Source records
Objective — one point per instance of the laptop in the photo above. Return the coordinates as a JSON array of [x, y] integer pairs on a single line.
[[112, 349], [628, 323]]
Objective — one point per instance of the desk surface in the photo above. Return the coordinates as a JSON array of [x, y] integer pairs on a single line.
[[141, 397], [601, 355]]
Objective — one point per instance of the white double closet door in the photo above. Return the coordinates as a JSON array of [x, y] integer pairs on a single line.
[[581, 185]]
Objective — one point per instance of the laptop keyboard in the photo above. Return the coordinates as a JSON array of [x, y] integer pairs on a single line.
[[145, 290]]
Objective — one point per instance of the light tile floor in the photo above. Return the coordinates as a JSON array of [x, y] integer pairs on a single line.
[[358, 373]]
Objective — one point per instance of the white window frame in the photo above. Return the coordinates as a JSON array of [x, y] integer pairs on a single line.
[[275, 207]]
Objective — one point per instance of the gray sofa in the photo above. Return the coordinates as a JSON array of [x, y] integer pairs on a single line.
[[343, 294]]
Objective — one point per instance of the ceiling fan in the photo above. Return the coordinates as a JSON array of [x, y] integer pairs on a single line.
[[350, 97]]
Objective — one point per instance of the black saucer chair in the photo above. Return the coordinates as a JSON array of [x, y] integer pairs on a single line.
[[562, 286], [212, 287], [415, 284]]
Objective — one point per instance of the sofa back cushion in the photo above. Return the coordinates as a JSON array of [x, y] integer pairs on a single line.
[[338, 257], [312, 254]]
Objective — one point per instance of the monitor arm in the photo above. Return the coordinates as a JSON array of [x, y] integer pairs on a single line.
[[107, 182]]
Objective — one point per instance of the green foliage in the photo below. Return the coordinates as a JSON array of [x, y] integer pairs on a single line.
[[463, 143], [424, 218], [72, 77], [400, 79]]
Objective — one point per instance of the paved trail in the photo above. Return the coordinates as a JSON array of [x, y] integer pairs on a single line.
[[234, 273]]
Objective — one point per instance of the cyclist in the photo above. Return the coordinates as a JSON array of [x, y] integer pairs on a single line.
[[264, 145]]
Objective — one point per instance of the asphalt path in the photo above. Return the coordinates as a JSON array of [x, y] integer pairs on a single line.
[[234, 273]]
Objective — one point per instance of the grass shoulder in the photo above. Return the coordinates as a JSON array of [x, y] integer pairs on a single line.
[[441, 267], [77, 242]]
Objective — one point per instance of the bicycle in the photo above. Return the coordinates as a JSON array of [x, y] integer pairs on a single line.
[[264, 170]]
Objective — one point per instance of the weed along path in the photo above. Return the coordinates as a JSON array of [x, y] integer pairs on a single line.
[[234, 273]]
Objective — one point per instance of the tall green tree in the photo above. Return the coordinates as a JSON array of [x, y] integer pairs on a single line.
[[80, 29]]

Instructions to follow -> What you write should match, character for character, the lines from the one with "Objective — one point per instance of the bicycle" to the end of the data, both included.

Your response ->
Objective — one point per instance of the bicycle in the photo above. Return the coordinates as a JSON array of [x, y] integer pairs on a single line.
[[264, 170]]
Objective — one point per instance of the weed along path in the photo above. Return the coordinates as a JSON array of [x, y] integer pairs on a single line.
[[234, 273]]
Objective — one point per instance of the tall green tree in the photo above. Return the coordinates as a JSON array of [x, y] integer pairs on a single line.
[[80, 29]]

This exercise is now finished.